══ Input rows ══

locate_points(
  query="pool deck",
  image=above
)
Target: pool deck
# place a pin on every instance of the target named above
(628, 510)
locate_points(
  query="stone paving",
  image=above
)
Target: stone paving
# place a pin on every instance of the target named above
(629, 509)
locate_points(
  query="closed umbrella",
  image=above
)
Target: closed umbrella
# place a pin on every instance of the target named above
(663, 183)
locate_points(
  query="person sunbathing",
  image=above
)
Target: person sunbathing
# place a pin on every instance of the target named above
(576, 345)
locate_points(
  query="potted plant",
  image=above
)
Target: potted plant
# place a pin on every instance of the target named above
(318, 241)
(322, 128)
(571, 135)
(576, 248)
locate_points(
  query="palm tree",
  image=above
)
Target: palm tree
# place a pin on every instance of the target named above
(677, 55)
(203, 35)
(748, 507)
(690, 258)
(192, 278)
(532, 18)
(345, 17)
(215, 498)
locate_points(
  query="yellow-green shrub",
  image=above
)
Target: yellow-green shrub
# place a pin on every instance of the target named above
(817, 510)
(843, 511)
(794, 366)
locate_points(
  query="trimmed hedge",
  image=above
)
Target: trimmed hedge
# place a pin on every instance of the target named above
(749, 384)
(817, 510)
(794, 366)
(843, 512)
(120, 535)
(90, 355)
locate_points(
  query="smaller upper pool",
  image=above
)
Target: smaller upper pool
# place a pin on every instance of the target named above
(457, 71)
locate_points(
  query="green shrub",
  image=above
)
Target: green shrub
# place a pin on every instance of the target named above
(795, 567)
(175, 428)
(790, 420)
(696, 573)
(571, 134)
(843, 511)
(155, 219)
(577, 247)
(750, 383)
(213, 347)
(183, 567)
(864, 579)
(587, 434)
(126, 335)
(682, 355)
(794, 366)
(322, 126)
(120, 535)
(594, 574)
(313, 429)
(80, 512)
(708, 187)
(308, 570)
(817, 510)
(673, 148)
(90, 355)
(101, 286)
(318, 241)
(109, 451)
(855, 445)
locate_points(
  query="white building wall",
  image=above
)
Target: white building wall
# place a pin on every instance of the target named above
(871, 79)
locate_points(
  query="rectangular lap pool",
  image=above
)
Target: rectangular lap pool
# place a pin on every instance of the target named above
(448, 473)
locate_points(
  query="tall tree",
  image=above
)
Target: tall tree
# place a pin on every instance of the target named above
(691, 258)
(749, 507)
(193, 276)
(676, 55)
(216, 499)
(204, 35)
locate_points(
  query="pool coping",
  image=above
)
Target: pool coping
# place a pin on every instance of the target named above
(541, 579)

═══

### To be done
Each of the records should be retyped exactly.

### The reply
locate_points(
  query="pool deck",
  image=above
)
Target: pool deck
# place a pin on every instance of the target named above
(628, 510)
locate_points(
  query="stone paving",
  image=above
)
Target: stone paving
# place a pin on every instance of the target named above
(629, 509)
locate_points(
  query="closed umbrella",
  image=above
)
Target: closed umbrella
# place a pin on every instance of the target named above
(663, 183)
locate_points(
  query="person sunbathing",
  image=above
)
Target: person sunbathing
# place a pin on every instance of the target named above
(576, 345)
locate_points(
  query="potted plant",
  image=above
)
Target: potted plant
# place a pin on every instance of the target named above
(318, 241)
(322, 128)
(571, 135)
(576, 248)
locate_points(
  query="palm tree",
  image=above
)
Target: palm tree
# place a pin on every instance of the target named above
(677, 55)
(203, 35)
(748, 507)
(690, 258)
(192, 278)
(532, 18)
(345, 17)
(215, 498)
locate_points(
  query="yellow-green shrub",
  image=above
)
Target: yellow-green shrub
# place a pin on every instance of the target named above
(817, 510)
(843, 511)
(794, 366)
locate_points(
  query="trimmed hedge",
  image=above
)
Target: trimmed hedge
# place a pin on every instance of the target named above
(749, 384)
(817, 510)
(794, 366)
(843, 512)
(120, 535)
(90, 355)
locate_points(
  query="smaller upper pool",
  image=above
)
Target: smaller upper pool
# place a pin on every instance of the target named above
(457, 71)
locate_points(
  query="green shrub",
  image=above
)
Target: green shrub
# place a pin on every instance of the target named above
(795, 567)
(175, 428)
(790, 420)
(696, 573)
(571, 134)
(843, 511)
(155, 219)
(577, 247)
(750, 383)
(213, 347)
(183, 567)
(864, 579)
(587, 434)
(126, 335)
(682, 355)
(794, 366)
(322, 126)
(120, 535)
(594, 574)
(313, 429)
(80, 512)
(708, 187)
(308, 570)
(817, 510)
(673, 148)
(90, 355)
(101, 286)
(318, 241)
(109, 451)
(855, 445)
locate_points(
  query="white building wall",
  image=above
)
Target: white building wall
# place a pin on every instance of the target named above
(871, 79)
locate_points(
  query="rectangular lap pool",
  image=above
)
Target: rectangular lap pool
# place a pin on every instance of the target named above
(448, 473)
locate_points(
  query="tall tree",
  image=above
)
Target: tall tree
# place a pin on every instance of the target named above
(691, 258)
(749, 507)
(193, 276)
(676, 55)
(216, 499)
(204, 35)
locate_points(
  query="pool coping",
  image=above
)
Target: pool coping
# place a pin on every instance of the target named above
(541, 579)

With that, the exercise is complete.